• _GIVEN INSTRUCTION 1_
In the Luke Sanders biography, which high school did he win a state wrestling championship for?
• _GIVEN INSTRUCTION 2_
From the Luke Sanders biography, reproduce the passage from "Early career" to "(kneebar) in the second round.".
• _GIVEN INSTRUCTION 3_
Render this sentence from the Luke Sanders biography in Spanish: "Sanders also played hockey, winning two state championships in 2001 and 2002."

• _SELECTED EXCERPT_
++++++++++

Luke Daniel Sanders (born December 12, 1985) is a retired American mixed martial artist who competed in the Bantamweight division. A professional competitor since 2011, he also competed for the Ultimate Fighting Championship (UFC), Strikeforce and the RFA.

Background
Born in Brenham, Texas and raised in Nashville, Tennessee, Sanders was athletic from a young age; he won national titles in BMX and finished fourth at the grand nationals event in 1992 at the age of seven. He started wrestling in the second grade, winning a state championship for Montgomery Central High School in 2004 at 145 lbs. Sanders also played hockey, winning two state championships in 2001 and 2002. He began competing in Toughman contests at the age of 17, winning several tournaments, and holds an amateur boxing record of 9–0.

Mixed martial arts career

Early career
Sanders compiled an amateur record of 4-0 before making his professional debut for Strikeforce in 2011. Sanders won via TKO in the first round. He then continued his unbeaten streak, compiling a record of 10-0 before being signed by the UFC.

Ultimate Fighting Championship
Sanders made his promotional debut as a short notice injury replacement on January 17, 2016, against Maximo Blanco at UFC Fight Night 81. He won the fight via submission in the first round and was awarded a Performance of the Night bonus.

Sanders next faced Iuri Alcântara on March 4, 2017, at UFC 209. He was handed his first professional loss via submission (kneebar) in the second round.

Sanders was scheduled to face Felipe Arantes on September 16, 2017, at UFC Fight Night 116. However, the fight was scrapped after Arantes fell sick on September 14 from an undisclosed illness.

Sanders was expected to face Bryan Caraway on December 9, 2017, at UFC Fight Night 123. However, on November 20, Caraway pulled out from the fight with undisclosed reason and he was replaced by Andre Soukhamthath. Sanders lost the fight via TKO in the second round. California State Athletic Commission (CSAC) flagged Sanders, after the event, of gaining more than 10% of weight from weight-in weight against on fight day weight, from 135.6 Ibs to 154.5 Ibs, which well over the commission regulation contracted weight of staying within 10% body weight gain for CSAC would not license to Sanders to fight in bantamweight bout in California.

++++++++++

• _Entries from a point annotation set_
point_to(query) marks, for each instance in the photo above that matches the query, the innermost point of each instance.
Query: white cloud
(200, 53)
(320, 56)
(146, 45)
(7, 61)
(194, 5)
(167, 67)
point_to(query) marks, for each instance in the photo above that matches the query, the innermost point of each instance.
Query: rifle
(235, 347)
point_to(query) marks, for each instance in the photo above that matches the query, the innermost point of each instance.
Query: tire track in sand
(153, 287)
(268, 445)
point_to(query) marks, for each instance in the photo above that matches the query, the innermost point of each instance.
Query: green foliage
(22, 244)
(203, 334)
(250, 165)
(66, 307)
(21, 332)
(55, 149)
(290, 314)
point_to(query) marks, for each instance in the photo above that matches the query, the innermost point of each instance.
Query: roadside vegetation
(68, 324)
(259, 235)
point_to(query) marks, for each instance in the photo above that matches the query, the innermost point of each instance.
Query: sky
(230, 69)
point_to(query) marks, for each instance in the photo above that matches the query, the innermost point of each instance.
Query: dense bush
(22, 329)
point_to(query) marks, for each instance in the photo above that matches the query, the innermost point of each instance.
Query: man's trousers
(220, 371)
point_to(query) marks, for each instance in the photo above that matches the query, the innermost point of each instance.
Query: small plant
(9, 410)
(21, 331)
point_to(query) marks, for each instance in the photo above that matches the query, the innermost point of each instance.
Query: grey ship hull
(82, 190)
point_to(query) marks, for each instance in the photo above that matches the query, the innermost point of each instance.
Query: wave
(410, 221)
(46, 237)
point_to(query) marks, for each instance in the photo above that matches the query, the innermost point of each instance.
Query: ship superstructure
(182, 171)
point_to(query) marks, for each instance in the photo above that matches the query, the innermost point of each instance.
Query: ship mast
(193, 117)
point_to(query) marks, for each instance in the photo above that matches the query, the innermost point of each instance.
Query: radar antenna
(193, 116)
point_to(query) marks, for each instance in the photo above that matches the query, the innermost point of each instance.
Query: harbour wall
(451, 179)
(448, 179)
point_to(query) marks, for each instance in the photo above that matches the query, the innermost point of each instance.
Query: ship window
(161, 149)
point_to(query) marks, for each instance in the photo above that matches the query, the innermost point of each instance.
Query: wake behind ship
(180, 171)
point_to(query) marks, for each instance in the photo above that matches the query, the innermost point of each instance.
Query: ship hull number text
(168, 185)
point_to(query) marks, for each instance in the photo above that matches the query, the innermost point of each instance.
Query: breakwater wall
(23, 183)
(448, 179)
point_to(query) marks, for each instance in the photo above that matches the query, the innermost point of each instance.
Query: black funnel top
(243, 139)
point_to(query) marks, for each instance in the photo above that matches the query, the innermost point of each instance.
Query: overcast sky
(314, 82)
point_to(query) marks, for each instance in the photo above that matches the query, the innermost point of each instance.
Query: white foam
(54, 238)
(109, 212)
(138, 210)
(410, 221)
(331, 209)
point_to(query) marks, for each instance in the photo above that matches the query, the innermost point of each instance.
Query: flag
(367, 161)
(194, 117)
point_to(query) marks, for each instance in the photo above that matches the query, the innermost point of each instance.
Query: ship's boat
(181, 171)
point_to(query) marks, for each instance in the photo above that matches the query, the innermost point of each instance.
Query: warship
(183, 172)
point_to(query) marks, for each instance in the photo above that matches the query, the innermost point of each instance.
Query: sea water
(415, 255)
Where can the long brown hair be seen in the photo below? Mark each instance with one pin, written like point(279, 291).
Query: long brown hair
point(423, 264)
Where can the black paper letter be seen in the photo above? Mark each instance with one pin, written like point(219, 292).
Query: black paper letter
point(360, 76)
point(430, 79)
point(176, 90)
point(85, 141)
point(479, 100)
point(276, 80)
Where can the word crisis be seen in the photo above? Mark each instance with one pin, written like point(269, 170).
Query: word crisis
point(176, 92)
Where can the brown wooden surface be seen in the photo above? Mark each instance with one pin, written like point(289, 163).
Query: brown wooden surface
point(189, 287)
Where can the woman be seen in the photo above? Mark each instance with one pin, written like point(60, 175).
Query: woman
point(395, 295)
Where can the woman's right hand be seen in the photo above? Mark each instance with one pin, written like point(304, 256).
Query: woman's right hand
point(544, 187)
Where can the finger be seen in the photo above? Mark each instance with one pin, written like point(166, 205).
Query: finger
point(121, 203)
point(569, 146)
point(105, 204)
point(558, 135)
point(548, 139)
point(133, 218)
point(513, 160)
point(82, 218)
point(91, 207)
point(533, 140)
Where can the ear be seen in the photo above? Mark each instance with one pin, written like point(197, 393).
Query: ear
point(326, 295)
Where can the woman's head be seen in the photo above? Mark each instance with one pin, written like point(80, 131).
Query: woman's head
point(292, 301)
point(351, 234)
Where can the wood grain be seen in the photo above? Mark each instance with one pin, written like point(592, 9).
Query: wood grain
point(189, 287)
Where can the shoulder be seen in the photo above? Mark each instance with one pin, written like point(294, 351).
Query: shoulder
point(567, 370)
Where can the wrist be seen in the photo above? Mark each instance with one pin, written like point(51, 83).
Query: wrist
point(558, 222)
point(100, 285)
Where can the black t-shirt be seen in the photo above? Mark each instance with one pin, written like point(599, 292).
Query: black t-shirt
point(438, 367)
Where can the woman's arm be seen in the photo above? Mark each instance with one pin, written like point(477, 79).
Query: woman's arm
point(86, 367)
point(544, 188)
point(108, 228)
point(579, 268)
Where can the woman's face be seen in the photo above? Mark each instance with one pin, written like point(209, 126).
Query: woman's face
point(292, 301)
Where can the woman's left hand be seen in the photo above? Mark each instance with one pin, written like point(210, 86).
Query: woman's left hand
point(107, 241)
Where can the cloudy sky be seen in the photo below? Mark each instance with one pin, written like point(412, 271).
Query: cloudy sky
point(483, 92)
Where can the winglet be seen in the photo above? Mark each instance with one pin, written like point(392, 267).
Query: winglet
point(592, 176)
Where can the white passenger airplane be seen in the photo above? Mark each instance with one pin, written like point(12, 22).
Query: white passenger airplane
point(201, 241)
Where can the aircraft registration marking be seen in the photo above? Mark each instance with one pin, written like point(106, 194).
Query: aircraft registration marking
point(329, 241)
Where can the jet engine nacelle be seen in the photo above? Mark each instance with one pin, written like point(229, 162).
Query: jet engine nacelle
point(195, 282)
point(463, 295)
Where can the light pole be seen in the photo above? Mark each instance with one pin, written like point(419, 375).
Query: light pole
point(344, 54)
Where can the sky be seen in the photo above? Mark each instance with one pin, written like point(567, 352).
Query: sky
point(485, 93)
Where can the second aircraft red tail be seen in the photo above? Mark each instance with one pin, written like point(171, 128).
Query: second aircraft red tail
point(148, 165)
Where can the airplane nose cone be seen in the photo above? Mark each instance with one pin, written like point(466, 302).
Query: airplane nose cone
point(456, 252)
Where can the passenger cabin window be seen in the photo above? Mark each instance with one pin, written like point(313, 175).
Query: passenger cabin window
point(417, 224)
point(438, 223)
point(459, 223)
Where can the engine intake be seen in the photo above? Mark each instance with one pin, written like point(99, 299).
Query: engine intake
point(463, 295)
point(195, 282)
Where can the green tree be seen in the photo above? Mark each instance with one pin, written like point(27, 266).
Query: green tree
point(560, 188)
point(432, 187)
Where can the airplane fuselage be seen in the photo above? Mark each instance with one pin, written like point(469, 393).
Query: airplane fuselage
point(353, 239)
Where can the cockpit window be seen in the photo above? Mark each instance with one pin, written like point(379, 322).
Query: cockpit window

++++++++++

• _FULL RESPONSE 1_
Montgomery Central High School

• _FULL RESPONSE 2_
Early career
Sanders compiled an amateur record of 4-0 before making his professional debut for Strikeforce in 2011. Sanders won via TKO in the first round. He then continued his unbeaten streak, compiling a record of 10-0 before being signed by the UFC.

Ultimate Fighting Championship
Sanders made his promotional debut as a short notice injury replacement on January 17, 2016, against Maximo Blanco at UFC Fight Night 81. He won the fight via submission in the first round and was awarded a Performance of the Night bonus.

Sanders next faced Iuri Alcântara on March 4, 2017, at UFC 209. He was handed his first professional loss via submission (kneebar) in the second round.

• _FULL RESPONSE 3_
Sanders también jugó al hockey y ganó dos campeonatos estatales, en 2001 y 2002.